Do this
Quote each line exactly, from the line that contains "Target: white trim" down to the last line of the listing, and no other lines.

Data listing
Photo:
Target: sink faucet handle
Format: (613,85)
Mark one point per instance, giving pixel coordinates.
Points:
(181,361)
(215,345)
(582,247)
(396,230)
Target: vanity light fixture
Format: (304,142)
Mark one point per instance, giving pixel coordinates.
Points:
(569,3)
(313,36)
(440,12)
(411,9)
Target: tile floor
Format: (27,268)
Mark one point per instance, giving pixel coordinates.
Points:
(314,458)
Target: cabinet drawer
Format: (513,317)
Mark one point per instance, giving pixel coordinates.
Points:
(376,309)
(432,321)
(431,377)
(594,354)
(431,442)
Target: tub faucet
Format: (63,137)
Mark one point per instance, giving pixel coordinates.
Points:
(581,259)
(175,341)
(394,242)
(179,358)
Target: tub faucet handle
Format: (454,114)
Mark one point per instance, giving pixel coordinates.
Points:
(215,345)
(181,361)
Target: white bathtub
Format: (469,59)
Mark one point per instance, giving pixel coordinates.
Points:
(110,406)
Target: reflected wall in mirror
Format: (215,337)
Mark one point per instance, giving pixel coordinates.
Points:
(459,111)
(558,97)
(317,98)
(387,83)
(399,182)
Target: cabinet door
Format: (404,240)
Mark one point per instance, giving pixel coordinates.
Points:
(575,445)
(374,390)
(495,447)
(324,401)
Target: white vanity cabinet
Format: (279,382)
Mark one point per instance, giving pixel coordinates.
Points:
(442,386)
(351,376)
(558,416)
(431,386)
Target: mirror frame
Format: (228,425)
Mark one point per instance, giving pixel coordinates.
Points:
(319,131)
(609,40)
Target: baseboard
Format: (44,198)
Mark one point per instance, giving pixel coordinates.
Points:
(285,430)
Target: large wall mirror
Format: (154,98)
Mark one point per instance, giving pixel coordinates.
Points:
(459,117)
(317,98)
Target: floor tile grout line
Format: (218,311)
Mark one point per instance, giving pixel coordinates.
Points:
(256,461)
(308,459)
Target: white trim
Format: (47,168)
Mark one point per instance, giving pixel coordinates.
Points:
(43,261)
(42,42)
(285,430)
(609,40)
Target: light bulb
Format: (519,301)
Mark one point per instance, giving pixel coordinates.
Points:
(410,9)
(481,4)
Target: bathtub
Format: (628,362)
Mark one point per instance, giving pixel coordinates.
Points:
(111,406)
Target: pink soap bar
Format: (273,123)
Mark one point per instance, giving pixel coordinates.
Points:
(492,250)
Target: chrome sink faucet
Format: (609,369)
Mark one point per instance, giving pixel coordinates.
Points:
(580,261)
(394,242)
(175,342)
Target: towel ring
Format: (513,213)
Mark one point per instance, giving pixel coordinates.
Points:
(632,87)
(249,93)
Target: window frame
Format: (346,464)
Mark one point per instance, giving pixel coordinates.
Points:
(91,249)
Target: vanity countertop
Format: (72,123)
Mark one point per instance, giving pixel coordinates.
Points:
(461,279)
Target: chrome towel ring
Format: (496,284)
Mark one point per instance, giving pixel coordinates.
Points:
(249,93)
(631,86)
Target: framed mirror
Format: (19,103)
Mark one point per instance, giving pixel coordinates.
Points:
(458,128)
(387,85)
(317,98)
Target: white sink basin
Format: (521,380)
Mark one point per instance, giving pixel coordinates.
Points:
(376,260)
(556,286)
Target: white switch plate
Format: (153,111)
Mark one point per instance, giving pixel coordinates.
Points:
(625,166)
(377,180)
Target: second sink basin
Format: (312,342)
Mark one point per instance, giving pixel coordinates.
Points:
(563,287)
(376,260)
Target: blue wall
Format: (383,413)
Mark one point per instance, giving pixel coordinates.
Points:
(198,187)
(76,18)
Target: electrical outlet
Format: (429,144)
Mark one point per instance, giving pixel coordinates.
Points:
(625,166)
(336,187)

Written solution
Target: white trim
Format: (47,168)
Mark one point per instance, giving pixel coordinates.
Points:
(43,261)
(42,42)
(285,430)
(609,40)
Target: light bulb
Format: (519,301)
Mark one point per instance, giving pixel coordinates.
Points:
(410,9)
(481,4)
Target: bathtub
Format: (628,362)
Mark one point per instance, giving pixel coordinates.
Points:
(111,406)
Target: pink soap bar
Format: (273,123)
Mark one point per instance, giving pixel coordinates.
Points:
(492,250)
Target: chrome sink faucet
Format: (609,369)
Mark one point per instance, giving pixel coordinates.
Points:
(580,261)
(394,242)
(175,342)
Target: towel ring
Format: (513,213)
Mark one point per instance, giving pixel coordinates.
Points:
(632,87)
(249,93)
Target: window frame
Format: (346,464)
Mark one point per instance, giving pixel coordinates.
Points:
(91,249)
Target: vanity countertop
Format: (72,123)
Mark one point per instance, giving pixel coordinates.
Points:
(461,279)
Target: chrome towel ring
Format: (496,284)
Mark one point per instance, giving pixel coordinates.
Points:
(249,93)
(631,86)
Target: framed mirror
Format: (19,103)
Mark one point per instance, giving pixel coordinates.
Points:
(458,128)
(387,85)
(317,98)
Target: white sink basin
Format: (521,380)
Mark one point per instance, giving pixel coordinates.
Points:
(376,260)
(556,286)
Target: white switch plate
Format: (153,111)
Mark one point per instance, giving pixel coordinates.
Points:
(625,166)
(377,180)
Target: second sink basin
Format: (312,342)
Mark one point per instance, giving pixel coordinates.
Points:
(563,287)
(376,260)
Target: blue wall
Format: (383,413)
Mark one point per instance, giving pixel coordinates.
Points:
(198,187)
(76,18)
Target: electrical outlet
Format: (429,144)
Mark one point per instance, giving pixel coordinates.
Points:
(625,166)
(336,187)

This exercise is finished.